EXERCISE DETAILS
Quote all of the data below exactly, please.

(begin)

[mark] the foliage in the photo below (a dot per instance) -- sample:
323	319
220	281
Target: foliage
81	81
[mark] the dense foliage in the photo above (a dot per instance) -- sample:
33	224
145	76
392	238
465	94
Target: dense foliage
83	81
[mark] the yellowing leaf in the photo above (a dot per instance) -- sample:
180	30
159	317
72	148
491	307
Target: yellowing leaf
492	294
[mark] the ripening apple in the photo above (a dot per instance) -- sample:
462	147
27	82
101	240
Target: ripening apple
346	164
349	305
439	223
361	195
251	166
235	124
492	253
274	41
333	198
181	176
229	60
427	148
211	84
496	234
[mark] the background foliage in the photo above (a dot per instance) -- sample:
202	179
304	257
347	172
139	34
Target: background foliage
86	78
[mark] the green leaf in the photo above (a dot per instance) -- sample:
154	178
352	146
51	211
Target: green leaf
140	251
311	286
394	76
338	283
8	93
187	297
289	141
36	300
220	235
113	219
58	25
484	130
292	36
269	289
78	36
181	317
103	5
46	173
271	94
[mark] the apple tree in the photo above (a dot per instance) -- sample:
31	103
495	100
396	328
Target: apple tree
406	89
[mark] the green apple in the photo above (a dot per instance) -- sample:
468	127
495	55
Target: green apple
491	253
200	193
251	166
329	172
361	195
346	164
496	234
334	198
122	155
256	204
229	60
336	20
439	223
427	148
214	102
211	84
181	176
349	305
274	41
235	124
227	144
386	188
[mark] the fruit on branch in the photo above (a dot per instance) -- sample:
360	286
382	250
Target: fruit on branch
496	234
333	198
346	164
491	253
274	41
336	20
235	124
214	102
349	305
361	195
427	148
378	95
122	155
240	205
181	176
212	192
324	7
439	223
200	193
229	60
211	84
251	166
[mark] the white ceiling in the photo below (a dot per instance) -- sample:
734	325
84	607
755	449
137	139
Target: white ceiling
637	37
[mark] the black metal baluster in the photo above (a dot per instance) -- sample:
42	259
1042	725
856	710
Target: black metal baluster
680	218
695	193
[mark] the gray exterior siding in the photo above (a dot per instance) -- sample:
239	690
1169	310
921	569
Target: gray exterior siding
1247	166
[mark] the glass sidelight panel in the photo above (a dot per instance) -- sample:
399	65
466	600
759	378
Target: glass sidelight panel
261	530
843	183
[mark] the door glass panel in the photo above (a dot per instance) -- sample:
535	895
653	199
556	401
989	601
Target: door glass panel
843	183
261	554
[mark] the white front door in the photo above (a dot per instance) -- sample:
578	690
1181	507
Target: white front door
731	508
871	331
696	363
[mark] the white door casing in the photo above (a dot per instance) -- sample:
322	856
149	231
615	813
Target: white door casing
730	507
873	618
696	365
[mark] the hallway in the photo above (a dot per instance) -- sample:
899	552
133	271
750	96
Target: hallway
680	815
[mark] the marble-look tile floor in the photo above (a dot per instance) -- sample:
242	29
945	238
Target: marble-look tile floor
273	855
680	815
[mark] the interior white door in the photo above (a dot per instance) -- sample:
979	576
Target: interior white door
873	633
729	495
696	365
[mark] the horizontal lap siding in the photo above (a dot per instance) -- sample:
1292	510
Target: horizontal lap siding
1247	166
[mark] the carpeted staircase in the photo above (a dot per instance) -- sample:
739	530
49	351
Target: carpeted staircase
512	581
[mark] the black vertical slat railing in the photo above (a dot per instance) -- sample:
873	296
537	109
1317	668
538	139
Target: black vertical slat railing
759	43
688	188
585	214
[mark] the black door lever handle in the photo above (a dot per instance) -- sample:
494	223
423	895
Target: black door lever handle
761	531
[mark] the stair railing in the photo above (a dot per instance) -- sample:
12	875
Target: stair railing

(end)

SOLUTION
[mark] the foliage in the photo below (a dot per instance) -- sample:
323	319
220	281
Target: foliage
81	81
[mark] the dense foliage in the photo above (a dot per instance) -- sample:
33	224
145	76
392	238
465	94
Target: dense foliage
83	81
[mark] the yellowing leaf in the photo above (a dot per instance) -- sample:
180	30
159	317
72	148
491	307
Target: yellowing leaf
492	294
[mark] the ripening apple in the photo above (a dot per instance) -- sample:
462	147
27	82
101	240
Target: ripening apple
346	164
349	305
439	223
361	195
251	166
235	124
492	253
274	41
333	198
181	176
229	60
427	148
211	84
496	234
[mark] the background foliage in the photo above (a dot per instance) -- sample:
202	179
304	257
347	172
139	34
Target: background foliage
86	78
[mark] the green leaf in the photo above (a dot per instance) -- sample:
154	178
352	146
51	211
Target: green leaf
140	251
311	286
394	76
338	283
8	93
187	297
289	141
36	300
220	235
113	219
58	25
484	130
292	36
269	289
78	36
181	317
103	5
46	173
271	94
[mark] the apple tree in the photo above (a dot per instance) -- sample:
31	103
495	100
396	328
Target: apple tree
406	89
[mark] the green apple in the photo above (a dot per instance) -- sample:
468	127
495	55
Target: green apple
491	253
200	193
251	166
329	172
361	195
346	164
496	234
334	198
122	155
256	204
229	60
336	20
439	223
427	148
214	102
211	84
181	176
349	305
274	41
235	124
227	144
386	188
[mark] the fruit on branch in the photo above (a dot per instance) -- sample:
360	286
382	250
Target: fruit on branch
496	234
333	198
346	164
491	253
274	41
336	20
235	124
214	102
349	305
361	195
427	148
378	95
122	155
240	205
181	176
212	192
324	7
439	223
200	193
229	60
211	84
251	166
[mark] the white ceiling in the photo below (a dot per instance) -- sample:
734	325
84	607
755	449
137	139
Target: white ceiling
637	37
[mark] the black metal baluster in the photo above (a dot per instance) -- sample:
42	259
1042	725
856	710
Target: black metal baluster
680	218
695	193
[mark] the gray exterior siding in the photo above (a dot per instance) -- sample:
239	690
1169	310
921	569
Target: gray exterior siding
1247	166
[mark] the glass sidelight panel in the photo above (a dot per instance) -- sample:
399	65
466	600
759	378
Target: glass sidelight panel
261	530
843	183
[mark] the door glass panel in the photo above (a dot per instance) -- sample:
535	895
653	199
556	401
989	601
Target: door glass panel
843	183
261	554
[mark] the white front door in the photo above (a dot per instance) -- sample:
578	690
1181	507
Target: white front door
731	508
871	331
696	363
[mark] the white door casing in the photo above (a dot per instance) -- sample:
322	856
149	231
615	813
Target: white door casing
730	507
873	618
696	365
[mark] the hallway in the photo above (a dot per instance) -- sample:
899	552
133	271
750	96
Target: hallway
680	815
[mark] the marble-look tile floor in the photo above (a dot per instance) -- sample:
242	29
945	238
Target: marble-look tile floor
273	855
680	815
[mark] the interior white door in the photo above (a dot per instance) -- sample:
979	576
Target: interior white door
873	633
729	495
696	365
[mark] the horizontal lap siding in the photo above (a dot per instance) -- sample:
1292	510
Target: horizontal lap siding
1247	166
[mark] the carpeted staircase in the photo above (a dot per instance) -- sample:
739	530
49	351
Target: carpeted staircase
512	581
[mark] the black vertical slat railing in the photo above (a dot per instance) -- sample:
873	296
537	109
1317	668
538	139
Target: black vertical slat railing
759	43
688	188
585	214
[mark] the black door lever handle in the photo above (a dot per instance) -- sample:
494	223
423	895
Target: black door lever handle
761	531
[mark] the stair railing in the photo above (a dot per instance) -- sample:
12	875
Target: stair railing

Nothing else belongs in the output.